REQUIRED WORK: Format the data from the line with "If you could pick out the cactus trunk" up to and including the last line as a Markdown table with columns n and Line, numbering each row and leaving out blank lines.
---------- TASK INPUTS ----------
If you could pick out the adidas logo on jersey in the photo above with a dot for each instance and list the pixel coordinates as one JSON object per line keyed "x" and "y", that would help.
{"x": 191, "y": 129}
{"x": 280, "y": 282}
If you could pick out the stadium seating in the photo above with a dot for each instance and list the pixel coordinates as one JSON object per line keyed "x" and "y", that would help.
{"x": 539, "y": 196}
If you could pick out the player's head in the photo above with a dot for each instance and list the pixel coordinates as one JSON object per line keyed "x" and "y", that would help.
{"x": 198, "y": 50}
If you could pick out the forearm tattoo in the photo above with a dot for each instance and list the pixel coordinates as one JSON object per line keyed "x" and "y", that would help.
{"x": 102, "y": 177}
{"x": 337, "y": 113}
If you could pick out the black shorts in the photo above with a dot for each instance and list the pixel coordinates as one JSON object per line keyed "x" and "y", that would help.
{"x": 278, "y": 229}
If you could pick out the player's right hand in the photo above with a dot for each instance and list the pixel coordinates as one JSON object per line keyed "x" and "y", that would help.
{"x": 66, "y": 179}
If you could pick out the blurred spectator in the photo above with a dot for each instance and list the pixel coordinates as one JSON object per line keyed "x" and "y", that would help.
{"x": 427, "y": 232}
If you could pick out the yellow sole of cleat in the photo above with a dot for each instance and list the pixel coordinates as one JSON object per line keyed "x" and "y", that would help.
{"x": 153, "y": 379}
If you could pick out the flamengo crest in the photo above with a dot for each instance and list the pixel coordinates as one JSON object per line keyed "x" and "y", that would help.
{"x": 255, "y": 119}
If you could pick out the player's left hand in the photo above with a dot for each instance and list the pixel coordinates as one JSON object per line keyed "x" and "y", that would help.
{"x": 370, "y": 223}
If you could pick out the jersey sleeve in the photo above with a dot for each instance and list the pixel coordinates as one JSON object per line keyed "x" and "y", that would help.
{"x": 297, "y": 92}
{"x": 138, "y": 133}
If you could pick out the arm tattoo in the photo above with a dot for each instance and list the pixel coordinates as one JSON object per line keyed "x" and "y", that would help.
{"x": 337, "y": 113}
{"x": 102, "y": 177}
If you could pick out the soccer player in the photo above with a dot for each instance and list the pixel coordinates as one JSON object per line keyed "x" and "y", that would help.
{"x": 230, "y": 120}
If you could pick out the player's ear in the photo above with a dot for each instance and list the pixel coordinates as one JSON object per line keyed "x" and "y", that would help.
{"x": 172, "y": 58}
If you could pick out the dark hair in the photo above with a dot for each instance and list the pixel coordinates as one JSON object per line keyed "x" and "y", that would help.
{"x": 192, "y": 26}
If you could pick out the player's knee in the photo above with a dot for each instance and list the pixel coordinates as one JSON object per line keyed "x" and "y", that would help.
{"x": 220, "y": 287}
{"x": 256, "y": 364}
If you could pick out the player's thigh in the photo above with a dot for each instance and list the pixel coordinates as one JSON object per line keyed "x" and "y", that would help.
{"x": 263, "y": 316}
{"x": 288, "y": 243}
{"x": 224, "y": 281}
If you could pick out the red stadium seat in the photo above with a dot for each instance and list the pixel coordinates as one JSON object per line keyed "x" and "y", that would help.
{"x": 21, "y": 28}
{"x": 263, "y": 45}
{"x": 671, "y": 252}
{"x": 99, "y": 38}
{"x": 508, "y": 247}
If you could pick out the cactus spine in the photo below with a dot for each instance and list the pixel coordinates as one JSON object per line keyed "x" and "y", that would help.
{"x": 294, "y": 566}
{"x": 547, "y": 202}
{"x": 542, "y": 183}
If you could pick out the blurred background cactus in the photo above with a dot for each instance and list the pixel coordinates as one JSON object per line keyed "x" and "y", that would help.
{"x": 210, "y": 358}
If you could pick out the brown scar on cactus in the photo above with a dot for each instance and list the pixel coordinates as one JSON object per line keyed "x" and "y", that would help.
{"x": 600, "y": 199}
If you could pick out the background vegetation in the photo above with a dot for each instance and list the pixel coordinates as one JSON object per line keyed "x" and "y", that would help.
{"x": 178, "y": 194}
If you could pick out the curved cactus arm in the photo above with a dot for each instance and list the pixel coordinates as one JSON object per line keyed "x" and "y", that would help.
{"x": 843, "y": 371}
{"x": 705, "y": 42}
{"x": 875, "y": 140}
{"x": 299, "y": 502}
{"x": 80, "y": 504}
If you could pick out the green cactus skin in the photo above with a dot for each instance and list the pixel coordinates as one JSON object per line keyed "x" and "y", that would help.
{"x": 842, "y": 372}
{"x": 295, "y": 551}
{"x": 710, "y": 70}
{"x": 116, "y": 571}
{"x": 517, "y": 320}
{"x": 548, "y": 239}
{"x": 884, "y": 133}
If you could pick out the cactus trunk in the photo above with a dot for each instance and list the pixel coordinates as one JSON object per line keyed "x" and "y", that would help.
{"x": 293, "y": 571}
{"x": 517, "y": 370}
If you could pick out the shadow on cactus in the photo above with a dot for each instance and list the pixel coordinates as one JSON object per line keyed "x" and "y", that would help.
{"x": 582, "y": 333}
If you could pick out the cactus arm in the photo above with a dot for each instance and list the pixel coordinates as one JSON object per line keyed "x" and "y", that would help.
----------
THE ANSWER:
| n | Line |
|---|---|
| 1 | If you could pick out the cactus trunk in the photo above with a dot for each instance and list the pixel coordinates as one JSON object per line keyed "x" and "y", that would help. |
| 2 | {"x": 293, "y": 571} |
| 3 | {"x": 517, "y": 370} |
| 4 | If you could pick out the shadow on cactus in the photo above with a dot for each instance and list the pixel coordinates as one JSON object per line keyed "x" and "y", that would help. |
| 5 | {"x": 582, "y": 333} |
| 6 | If you could pick out the cactus arm in the photo above with a dot for each instance and list the pixel coordinates as one JSON object per line keyed "x" and "y", that would help. |